En marzo del 2001, cuando el Congreso rechazó los acuerdos de San Andrés, las bancadas del PRI, el PAN y el PRD argumentaron que su aprobación podía convertir al Estado mexicano en un archipiélago de pequeñas repúblicas. Mientras ellos castigaban al EZLN, y de paso a toda la población indígena, el gobierno de Vicente Fox, que nunca se atrevió a desmantelar el aparato corporativo del PRI, pero concedió a los gobernadores una patente de corso para contratar deuda pública y hacer negocios fabulosos, agravó el proceso degenerativo en el que habían caído desde mucho tiempo atrás las policías y las procuradurías estatales. Desde entonces, la narcopolítica sentó sus reales en buena parte del país y, a partir de 2007, la balcanización que tanto espantaba a los diputados llegó por donde menos la esperaban. La autonomía despótica de las mafias que gobernaban o gobiernan todavía estados como Michoacán, Guerrero, Tamaulipas, Coahuila, Durango, Sinaloa y Nuevo León rompió en los hechos el pacto federal y obligó a los ciudadanos inermes a tomar las armas para defenderse de los narcos. Si en muchas comunidades rurales el Estado ya no garantiza la seguridad de nadie, ¿con qué argumento les puede negar a los indígenas el derecho de imponer sus propias normas de justicia en los territorios que les pertenecen desde siempre? La fortaleza de sus lazos comunitarios les permitiría tener índices de impunidad muy inferiores a los de un Estado podrido que solo castiga el 3% de los delitos.

## TU OBJETIVO
Según el fragmento sobre los acuerdos de San Andrés, ¿qué porcentaje de los delitos castiga el Estado?

## ENTRADAS
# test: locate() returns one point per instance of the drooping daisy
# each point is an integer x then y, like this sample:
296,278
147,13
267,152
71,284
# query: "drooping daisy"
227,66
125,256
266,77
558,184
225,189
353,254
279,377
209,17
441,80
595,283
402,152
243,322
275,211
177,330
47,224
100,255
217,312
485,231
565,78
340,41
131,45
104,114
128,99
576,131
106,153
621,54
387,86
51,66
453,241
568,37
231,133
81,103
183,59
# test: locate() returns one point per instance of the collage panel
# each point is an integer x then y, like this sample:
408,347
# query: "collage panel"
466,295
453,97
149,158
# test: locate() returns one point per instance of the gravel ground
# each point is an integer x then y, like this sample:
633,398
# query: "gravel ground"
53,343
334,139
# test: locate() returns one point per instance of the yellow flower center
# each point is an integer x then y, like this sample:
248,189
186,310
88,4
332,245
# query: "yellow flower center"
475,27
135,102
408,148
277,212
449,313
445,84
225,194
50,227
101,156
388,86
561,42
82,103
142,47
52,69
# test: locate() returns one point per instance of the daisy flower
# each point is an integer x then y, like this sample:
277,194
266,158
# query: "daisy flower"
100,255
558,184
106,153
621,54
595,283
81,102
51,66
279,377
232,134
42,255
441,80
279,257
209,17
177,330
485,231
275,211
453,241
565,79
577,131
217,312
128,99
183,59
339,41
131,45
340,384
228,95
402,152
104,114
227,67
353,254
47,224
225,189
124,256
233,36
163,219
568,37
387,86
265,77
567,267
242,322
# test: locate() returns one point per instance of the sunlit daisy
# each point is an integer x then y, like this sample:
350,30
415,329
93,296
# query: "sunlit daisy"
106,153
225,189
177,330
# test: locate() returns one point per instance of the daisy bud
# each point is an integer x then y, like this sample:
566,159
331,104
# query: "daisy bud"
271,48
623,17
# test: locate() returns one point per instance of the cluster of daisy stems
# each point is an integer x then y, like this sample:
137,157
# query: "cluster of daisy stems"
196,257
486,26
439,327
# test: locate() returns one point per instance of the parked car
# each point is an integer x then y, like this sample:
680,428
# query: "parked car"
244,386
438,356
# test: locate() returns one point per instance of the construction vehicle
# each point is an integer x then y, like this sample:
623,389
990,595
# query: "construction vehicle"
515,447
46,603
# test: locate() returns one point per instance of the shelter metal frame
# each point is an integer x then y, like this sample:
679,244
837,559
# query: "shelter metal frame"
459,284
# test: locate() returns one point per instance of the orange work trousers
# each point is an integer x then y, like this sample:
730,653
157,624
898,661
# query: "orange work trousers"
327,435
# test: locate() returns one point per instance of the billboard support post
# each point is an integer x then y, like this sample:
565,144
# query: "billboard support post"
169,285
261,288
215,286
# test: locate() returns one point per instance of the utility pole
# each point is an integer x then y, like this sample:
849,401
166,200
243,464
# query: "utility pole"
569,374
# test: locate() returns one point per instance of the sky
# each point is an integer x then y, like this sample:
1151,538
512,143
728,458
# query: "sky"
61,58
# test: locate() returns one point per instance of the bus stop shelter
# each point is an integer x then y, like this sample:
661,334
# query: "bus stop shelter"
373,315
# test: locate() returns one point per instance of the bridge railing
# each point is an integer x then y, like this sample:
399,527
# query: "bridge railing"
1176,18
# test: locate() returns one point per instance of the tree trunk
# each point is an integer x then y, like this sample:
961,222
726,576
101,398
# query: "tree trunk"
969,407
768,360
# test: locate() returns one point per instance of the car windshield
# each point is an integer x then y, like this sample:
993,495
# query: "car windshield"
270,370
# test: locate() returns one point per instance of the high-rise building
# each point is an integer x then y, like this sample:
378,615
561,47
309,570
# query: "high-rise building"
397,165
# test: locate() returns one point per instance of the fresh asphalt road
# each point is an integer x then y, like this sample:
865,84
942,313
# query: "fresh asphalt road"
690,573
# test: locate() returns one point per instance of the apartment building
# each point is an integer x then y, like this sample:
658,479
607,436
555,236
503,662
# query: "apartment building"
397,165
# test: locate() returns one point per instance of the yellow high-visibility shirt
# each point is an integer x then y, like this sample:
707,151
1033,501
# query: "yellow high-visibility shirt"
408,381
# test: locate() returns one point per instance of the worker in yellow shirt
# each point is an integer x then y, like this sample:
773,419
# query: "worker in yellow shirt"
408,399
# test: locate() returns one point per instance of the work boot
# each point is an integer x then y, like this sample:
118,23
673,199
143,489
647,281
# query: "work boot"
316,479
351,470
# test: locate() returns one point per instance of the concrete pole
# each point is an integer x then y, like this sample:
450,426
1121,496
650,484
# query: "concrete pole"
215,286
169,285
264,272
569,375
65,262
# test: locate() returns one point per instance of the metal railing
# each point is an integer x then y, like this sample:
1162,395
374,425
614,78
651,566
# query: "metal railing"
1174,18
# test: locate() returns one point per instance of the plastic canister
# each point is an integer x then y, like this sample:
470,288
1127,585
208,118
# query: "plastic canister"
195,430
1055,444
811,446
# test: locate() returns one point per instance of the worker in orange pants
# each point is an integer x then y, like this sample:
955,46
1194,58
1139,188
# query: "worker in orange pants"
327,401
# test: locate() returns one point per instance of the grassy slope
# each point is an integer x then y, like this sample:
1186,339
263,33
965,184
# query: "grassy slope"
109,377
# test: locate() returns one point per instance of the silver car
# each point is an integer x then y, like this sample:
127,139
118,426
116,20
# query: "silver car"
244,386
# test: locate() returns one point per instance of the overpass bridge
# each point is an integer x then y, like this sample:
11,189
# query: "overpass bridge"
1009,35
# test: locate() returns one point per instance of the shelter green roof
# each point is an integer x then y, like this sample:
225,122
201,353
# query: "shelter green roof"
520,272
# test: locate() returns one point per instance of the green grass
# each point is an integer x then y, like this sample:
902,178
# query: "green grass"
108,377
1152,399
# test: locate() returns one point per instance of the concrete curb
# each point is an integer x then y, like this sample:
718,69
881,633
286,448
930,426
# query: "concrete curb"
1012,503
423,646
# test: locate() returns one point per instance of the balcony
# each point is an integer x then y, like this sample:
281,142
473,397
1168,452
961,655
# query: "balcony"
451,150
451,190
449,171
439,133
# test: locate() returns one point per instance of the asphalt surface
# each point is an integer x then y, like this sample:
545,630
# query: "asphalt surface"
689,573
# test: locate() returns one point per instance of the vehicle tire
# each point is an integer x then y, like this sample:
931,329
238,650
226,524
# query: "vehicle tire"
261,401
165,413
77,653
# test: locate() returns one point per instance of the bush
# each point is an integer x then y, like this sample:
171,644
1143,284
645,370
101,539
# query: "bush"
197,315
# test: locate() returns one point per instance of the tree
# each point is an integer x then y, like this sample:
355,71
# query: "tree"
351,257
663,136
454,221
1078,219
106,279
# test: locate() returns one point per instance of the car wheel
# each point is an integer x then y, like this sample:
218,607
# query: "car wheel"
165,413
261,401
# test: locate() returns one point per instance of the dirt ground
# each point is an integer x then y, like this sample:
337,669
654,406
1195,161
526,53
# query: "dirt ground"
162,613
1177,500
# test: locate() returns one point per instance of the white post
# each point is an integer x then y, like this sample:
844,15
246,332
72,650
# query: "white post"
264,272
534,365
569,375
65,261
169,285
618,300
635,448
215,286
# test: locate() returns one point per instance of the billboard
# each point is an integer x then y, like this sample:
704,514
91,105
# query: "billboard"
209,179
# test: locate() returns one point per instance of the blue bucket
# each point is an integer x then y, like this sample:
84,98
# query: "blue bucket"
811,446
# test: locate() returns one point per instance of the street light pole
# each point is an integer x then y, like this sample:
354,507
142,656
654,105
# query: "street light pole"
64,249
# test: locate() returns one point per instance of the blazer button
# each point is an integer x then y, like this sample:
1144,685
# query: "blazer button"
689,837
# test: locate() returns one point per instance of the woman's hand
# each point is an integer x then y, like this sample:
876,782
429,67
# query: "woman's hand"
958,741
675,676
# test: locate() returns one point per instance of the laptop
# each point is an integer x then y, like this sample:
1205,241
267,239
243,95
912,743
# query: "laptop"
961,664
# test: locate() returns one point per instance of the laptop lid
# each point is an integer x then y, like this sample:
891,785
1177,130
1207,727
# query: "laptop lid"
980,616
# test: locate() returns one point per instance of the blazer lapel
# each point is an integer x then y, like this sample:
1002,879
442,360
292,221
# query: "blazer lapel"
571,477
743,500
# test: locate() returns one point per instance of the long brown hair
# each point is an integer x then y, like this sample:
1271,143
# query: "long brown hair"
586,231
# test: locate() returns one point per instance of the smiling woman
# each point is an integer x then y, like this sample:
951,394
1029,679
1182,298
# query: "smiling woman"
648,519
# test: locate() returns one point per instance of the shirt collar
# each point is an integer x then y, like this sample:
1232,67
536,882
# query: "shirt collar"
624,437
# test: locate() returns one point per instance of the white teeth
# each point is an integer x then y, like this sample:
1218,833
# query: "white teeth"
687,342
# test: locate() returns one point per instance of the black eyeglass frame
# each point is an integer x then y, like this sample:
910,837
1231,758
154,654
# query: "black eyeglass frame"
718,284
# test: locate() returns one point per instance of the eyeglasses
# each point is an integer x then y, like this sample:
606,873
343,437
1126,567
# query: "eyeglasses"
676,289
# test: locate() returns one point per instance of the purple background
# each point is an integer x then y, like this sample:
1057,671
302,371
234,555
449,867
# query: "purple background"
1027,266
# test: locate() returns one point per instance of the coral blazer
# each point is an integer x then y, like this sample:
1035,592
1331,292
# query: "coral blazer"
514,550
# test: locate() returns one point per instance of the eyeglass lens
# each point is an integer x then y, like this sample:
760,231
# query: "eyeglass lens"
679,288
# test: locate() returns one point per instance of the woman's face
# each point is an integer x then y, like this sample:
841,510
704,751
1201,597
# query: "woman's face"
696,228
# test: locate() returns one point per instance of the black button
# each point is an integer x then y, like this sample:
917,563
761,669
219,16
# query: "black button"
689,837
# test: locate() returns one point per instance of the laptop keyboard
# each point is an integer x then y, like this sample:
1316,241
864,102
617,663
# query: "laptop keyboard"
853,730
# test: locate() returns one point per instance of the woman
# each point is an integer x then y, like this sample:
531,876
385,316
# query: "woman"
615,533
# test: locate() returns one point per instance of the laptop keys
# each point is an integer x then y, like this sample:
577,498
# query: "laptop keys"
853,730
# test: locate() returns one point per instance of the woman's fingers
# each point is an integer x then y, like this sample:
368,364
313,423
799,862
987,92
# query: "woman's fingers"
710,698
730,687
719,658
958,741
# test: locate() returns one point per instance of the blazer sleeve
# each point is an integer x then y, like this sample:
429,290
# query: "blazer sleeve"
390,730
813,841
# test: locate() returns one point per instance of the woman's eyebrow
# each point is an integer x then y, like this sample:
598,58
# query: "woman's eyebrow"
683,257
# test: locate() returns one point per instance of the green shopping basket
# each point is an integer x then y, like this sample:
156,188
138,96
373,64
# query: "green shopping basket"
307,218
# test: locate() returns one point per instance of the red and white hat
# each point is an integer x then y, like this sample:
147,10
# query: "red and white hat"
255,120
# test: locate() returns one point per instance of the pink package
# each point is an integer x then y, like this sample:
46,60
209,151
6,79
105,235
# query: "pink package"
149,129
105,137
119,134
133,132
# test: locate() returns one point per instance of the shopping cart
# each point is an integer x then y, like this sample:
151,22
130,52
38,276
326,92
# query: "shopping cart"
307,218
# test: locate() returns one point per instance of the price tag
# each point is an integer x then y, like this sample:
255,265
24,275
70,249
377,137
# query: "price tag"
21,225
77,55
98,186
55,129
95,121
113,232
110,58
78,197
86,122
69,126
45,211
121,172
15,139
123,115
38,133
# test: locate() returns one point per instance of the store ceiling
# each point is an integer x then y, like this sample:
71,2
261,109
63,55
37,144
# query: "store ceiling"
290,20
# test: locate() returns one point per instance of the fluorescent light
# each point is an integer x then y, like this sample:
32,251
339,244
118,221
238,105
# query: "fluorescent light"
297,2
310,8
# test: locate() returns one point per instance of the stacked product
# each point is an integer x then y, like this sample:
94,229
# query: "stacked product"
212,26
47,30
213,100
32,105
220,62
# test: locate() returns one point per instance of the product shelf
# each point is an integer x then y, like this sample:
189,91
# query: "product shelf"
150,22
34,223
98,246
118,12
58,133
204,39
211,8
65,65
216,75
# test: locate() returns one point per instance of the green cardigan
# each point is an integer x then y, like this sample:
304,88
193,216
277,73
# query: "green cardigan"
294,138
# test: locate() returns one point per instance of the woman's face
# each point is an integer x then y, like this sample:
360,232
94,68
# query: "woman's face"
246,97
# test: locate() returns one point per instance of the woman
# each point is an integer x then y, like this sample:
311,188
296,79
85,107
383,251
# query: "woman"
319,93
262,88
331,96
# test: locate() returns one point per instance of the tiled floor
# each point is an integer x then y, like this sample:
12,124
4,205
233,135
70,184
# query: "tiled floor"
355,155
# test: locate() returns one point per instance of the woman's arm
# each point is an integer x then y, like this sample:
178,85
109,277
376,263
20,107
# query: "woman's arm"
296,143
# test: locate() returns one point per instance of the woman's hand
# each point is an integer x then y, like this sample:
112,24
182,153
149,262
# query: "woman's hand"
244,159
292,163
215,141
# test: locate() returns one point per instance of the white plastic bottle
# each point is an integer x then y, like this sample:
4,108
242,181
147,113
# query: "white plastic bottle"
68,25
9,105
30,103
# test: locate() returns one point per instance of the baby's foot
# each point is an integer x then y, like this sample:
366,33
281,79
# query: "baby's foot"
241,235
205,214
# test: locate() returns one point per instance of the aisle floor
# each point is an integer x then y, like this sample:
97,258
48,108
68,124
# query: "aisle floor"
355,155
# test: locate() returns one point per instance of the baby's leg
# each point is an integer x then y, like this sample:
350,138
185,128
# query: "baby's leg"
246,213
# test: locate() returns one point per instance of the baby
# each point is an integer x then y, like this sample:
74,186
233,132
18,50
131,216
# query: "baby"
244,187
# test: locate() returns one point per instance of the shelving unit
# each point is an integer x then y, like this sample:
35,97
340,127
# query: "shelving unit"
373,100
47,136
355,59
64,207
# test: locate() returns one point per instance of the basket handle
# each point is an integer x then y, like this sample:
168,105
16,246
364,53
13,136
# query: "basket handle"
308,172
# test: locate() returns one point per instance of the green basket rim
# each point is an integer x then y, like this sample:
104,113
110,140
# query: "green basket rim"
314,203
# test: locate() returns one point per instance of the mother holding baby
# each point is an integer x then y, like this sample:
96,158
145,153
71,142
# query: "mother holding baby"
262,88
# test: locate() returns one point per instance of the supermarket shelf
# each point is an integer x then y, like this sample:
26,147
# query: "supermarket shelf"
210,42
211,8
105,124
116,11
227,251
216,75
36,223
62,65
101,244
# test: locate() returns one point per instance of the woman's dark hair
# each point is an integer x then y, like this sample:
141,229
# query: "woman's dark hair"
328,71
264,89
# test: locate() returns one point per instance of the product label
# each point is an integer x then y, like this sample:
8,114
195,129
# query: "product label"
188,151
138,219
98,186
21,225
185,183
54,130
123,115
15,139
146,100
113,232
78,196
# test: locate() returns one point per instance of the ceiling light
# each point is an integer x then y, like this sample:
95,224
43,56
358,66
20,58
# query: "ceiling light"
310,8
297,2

## RESPUESTA CORRECTA
Solo el 3%.